--- Begin ---
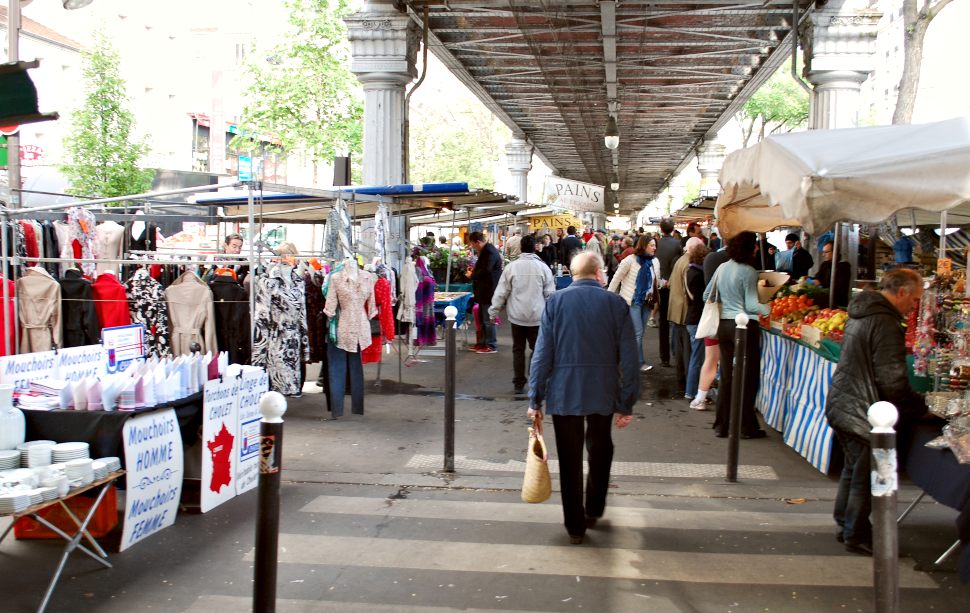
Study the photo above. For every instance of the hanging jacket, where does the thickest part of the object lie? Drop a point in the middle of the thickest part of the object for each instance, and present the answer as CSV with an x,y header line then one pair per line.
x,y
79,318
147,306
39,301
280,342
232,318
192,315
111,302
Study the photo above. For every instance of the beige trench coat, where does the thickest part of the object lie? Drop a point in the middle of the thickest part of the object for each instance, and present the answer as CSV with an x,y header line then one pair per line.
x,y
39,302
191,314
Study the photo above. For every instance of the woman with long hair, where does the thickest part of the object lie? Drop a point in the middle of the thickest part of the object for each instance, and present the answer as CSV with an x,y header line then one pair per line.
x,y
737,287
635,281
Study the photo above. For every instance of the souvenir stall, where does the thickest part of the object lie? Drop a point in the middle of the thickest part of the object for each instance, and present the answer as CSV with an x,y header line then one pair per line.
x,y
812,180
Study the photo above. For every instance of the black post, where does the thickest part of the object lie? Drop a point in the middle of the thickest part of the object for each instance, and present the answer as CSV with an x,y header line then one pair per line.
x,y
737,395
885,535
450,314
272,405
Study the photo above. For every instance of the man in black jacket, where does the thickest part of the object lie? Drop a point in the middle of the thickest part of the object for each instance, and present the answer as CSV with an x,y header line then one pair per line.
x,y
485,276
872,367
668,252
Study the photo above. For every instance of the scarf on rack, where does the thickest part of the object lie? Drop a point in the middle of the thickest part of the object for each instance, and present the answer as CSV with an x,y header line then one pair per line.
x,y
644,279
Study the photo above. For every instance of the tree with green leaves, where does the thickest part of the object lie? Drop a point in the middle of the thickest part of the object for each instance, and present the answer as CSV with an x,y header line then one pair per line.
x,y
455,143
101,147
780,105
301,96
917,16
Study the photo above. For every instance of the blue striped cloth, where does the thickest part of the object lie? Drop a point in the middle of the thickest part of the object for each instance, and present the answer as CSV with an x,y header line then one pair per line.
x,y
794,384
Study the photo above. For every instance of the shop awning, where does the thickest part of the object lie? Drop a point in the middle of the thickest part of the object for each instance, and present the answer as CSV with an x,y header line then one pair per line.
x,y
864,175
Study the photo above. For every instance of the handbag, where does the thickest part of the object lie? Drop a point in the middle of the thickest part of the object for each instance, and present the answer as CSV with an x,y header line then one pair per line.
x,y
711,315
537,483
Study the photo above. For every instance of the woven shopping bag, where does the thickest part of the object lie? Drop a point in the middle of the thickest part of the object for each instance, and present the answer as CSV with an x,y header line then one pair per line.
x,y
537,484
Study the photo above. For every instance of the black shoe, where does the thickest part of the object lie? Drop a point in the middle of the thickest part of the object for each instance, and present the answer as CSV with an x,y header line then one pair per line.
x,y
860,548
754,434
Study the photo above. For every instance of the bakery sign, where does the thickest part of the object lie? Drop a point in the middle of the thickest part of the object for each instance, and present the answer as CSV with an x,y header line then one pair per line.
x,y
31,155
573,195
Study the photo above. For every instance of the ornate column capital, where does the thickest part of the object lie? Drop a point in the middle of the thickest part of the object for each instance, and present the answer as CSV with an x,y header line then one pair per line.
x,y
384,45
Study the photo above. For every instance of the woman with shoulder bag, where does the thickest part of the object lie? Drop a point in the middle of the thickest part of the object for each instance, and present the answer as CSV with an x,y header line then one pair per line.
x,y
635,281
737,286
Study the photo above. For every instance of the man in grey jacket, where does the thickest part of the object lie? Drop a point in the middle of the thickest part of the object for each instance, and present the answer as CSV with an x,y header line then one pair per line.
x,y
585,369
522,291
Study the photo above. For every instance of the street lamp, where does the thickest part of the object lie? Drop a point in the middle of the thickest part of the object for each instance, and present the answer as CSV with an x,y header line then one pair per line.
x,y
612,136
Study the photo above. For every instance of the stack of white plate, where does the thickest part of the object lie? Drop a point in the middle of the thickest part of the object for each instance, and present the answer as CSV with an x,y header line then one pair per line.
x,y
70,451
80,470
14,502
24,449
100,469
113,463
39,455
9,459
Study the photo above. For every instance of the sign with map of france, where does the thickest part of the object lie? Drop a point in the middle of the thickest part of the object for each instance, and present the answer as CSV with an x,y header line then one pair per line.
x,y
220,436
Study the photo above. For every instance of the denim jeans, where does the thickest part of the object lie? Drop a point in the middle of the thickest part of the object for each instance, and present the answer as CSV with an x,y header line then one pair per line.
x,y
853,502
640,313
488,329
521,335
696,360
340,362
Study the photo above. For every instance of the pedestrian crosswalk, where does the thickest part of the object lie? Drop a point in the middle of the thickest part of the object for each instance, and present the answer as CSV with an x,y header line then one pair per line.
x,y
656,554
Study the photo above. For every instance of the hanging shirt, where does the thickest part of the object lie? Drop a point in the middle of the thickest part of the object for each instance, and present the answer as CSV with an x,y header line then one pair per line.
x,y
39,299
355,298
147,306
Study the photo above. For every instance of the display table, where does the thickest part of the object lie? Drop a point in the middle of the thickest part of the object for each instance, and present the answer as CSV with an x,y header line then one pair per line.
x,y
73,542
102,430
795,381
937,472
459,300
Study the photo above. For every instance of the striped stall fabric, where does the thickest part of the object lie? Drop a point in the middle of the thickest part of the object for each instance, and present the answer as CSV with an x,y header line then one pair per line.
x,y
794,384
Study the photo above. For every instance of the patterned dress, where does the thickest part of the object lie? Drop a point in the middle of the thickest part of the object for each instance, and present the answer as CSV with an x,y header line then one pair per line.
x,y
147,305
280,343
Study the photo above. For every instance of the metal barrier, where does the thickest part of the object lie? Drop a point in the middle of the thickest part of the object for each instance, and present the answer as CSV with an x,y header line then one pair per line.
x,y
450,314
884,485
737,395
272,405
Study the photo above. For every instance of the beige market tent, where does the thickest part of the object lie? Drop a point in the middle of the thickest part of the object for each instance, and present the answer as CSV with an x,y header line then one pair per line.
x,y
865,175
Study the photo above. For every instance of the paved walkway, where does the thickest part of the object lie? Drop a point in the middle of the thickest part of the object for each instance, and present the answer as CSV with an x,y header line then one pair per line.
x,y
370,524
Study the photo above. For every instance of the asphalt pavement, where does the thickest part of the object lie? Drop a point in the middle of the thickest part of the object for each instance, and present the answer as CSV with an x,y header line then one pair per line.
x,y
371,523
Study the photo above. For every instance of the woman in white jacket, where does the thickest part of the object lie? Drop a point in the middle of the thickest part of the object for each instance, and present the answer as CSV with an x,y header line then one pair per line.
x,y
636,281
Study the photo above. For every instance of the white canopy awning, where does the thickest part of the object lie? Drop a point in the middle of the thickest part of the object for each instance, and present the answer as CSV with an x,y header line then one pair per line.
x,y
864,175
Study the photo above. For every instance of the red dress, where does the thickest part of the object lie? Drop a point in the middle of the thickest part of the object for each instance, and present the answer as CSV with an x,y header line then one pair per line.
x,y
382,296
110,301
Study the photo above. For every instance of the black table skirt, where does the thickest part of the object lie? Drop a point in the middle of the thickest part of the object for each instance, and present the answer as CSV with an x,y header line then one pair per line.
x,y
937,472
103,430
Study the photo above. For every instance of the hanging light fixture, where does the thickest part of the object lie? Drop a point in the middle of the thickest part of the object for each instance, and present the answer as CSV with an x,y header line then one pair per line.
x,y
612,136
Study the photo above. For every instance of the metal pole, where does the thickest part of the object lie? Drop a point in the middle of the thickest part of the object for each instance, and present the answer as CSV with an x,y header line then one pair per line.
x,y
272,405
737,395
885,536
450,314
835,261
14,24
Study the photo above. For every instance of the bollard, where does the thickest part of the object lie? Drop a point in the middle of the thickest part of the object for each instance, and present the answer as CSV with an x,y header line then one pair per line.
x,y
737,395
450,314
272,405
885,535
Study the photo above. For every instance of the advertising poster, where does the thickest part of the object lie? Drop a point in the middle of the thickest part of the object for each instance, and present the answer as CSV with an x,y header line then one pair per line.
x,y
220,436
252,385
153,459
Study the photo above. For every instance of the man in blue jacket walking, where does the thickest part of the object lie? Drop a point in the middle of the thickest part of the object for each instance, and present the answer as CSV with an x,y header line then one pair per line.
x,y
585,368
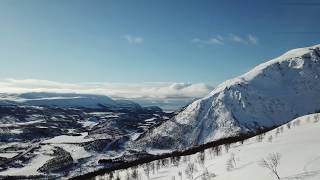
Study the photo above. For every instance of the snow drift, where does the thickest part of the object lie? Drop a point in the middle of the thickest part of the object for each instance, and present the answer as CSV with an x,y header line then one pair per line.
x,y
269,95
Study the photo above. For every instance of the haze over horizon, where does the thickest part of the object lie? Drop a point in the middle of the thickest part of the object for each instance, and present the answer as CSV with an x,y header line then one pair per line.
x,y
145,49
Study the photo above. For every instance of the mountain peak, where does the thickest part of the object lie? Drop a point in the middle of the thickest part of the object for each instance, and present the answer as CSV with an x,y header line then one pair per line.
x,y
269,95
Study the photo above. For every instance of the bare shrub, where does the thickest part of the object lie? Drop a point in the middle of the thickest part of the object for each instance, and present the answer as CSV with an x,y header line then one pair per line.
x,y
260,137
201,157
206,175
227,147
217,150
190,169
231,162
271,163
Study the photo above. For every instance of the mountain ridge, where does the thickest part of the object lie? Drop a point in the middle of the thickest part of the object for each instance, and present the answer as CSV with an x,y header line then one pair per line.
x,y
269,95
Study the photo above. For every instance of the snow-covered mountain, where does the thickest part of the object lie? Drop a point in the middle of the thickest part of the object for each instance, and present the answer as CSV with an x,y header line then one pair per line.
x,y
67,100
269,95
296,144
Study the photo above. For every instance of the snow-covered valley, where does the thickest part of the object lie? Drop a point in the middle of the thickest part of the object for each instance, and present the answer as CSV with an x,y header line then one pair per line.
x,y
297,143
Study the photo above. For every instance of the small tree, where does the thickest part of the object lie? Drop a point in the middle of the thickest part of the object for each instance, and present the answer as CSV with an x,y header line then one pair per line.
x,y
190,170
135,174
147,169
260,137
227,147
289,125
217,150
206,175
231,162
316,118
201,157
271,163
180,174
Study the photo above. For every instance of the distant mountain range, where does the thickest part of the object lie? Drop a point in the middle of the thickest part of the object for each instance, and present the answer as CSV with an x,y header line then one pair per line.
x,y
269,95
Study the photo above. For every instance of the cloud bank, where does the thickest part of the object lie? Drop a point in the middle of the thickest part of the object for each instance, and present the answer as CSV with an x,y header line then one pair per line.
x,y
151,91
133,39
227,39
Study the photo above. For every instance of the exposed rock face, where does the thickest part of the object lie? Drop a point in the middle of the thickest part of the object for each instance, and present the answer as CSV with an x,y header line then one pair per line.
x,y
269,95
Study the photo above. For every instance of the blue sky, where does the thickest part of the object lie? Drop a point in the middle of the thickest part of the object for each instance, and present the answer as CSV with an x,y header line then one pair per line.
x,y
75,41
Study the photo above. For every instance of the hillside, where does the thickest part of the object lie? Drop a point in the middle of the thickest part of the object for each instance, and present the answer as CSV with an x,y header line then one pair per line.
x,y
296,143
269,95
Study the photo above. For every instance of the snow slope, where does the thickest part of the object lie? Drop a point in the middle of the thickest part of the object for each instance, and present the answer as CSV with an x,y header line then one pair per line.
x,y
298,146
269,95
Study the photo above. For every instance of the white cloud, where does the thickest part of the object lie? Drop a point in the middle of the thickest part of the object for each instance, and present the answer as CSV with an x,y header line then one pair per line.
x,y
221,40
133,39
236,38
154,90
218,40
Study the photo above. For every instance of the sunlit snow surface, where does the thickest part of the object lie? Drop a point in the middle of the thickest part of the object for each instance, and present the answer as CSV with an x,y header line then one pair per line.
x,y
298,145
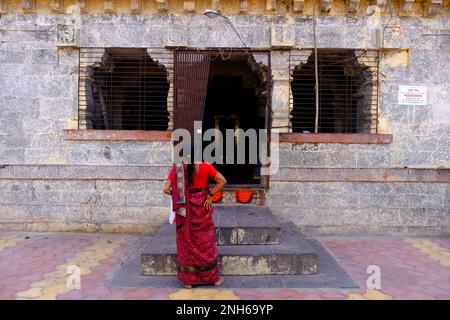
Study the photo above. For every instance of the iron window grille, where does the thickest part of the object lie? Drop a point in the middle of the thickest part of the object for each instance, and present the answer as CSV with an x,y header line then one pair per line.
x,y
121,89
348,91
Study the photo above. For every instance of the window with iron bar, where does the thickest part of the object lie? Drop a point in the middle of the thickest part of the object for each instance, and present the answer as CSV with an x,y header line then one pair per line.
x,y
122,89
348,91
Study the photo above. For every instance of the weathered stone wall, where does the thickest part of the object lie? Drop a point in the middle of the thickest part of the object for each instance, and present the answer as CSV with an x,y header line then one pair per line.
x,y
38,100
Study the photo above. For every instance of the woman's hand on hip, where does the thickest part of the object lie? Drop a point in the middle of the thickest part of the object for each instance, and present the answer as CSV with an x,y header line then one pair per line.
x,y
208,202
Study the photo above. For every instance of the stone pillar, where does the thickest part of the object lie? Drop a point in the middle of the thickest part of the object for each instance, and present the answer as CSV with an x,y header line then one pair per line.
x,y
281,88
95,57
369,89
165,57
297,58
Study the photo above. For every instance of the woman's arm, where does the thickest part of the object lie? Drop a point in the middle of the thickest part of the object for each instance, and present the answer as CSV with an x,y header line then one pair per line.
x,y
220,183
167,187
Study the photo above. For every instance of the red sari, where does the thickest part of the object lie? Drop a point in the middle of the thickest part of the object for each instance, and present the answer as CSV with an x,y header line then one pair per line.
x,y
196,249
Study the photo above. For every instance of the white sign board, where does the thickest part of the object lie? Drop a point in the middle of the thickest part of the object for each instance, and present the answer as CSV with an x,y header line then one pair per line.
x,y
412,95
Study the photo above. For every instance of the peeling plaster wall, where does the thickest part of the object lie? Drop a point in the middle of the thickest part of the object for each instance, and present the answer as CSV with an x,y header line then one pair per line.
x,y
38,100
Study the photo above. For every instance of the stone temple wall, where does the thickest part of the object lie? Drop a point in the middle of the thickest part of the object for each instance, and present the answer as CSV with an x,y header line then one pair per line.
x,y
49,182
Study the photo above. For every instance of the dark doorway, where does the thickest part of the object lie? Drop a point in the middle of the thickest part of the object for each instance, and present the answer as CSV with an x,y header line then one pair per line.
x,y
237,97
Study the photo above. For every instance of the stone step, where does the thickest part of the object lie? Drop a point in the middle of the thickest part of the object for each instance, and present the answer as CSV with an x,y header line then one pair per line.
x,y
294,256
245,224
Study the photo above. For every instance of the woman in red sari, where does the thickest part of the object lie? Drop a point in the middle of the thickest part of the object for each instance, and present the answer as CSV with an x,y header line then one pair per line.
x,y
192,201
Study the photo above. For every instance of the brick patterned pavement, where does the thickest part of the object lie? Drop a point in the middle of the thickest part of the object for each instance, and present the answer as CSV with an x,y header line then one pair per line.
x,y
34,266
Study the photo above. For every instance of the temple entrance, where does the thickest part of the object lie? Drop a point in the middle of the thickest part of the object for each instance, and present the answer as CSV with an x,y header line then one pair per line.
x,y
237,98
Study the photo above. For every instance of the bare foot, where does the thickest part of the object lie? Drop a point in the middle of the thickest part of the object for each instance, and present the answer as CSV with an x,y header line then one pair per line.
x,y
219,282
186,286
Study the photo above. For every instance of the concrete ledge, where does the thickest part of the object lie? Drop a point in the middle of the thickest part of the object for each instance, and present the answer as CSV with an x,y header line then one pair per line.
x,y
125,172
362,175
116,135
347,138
--- End ---
- TASK STATEMENT
The lines to reproduce run from the line containing "bare foot, where" to the end of the listing; write them out exactly and add nothing.

- OUTPUT OF THE TASK
Study the photo above. For every instance of the bare foot, where does the thickest part of the object lie? Drop a point in the middle of the thickest part of the object for each instance, and present the answer as CSV with an x,y header line then one pair per line.
x,y
219,282
186,286
Study the photo above. For every instance of the concrete ledge, where does the thickest part of the object lie? Drop a point in the middle of the thickest part of the object for each instance, and present the answer as CSV with an x,y header line then one pair per line.
x,y
125,172
362,175
116,135
347,138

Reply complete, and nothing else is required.